[The task]:
Rewrite only the lines below, starting with the line containing "the black window" and going on through the last line, and give each one in full. Multiply every coordinate in the answers by 2.45 and round it to a whole number, with halves rounded up.

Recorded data
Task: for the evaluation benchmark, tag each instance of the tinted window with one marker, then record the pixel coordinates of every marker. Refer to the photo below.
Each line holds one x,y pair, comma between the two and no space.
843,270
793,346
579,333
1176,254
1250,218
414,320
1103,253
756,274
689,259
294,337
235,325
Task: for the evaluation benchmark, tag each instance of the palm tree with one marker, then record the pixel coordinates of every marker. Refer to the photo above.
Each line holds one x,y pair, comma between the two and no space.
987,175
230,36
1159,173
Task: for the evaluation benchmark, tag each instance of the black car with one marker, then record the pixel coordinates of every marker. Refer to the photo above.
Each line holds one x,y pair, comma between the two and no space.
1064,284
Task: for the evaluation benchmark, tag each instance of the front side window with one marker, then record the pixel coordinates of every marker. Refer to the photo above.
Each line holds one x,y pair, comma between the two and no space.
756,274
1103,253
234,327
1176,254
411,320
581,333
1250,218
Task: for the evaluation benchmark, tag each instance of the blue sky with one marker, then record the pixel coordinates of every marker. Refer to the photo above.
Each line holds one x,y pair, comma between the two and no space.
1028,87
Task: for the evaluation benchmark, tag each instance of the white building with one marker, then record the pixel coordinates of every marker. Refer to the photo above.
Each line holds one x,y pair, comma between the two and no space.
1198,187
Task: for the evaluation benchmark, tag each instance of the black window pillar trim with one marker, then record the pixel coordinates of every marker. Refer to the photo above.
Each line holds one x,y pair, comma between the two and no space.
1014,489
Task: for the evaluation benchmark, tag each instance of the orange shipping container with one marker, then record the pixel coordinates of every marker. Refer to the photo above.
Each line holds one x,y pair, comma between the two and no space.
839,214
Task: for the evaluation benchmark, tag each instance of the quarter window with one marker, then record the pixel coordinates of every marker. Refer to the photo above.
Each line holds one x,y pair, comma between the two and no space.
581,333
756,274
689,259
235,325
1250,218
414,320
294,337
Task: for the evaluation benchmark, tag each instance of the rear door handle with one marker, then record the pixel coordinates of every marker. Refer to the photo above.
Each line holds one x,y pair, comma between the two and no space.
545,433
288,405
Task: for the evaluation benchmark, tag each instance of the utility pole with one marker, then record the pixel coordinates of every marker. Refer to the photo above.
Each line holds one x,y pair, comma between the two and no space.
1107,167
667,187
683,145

[Final result]:
Task: for the evaluation benchmark, tag each instance of the black window pillar trim with one marker, then record the pixel coordinates of every marker. Refer to the photo above.
Each line holds one x,y pair, comma between the two and no space.
2484,1198
Task: for the evaluation benchmark, tag each instance of the orange shipping container with one marker, then record the pixel coordinates of every marker. Refer to the photo above.
Each line holds one x,y pair, comma between the two and no space.
2056,524
Task: for the evaluation benchmark, tag each instance of the quarter window with one marker, then record the pixel coordinates of every marker. Refer to the photo above.
Each line holds one x,y pair, comma between the two and no space.
1423,816
1852,671
1688,635
576,796
3063,534
1014,784
720,826
Task: for the evaluation benchmark, tag each instance of the rear door handle with one marker, then record the pixel coordinates of every marker. Refer to the photo above.
Each line holds one x,y pair, comma between the two and no space.
1335,1061
706,992
Task: for the evaluation benchmark, tag each instance of the utility pole with one marker, then record the pixel coordinates of every marker. Refer to the photo above.
Each line holds one x,y pair, comma between the two and no space.
2712,409
1634,458
1673,355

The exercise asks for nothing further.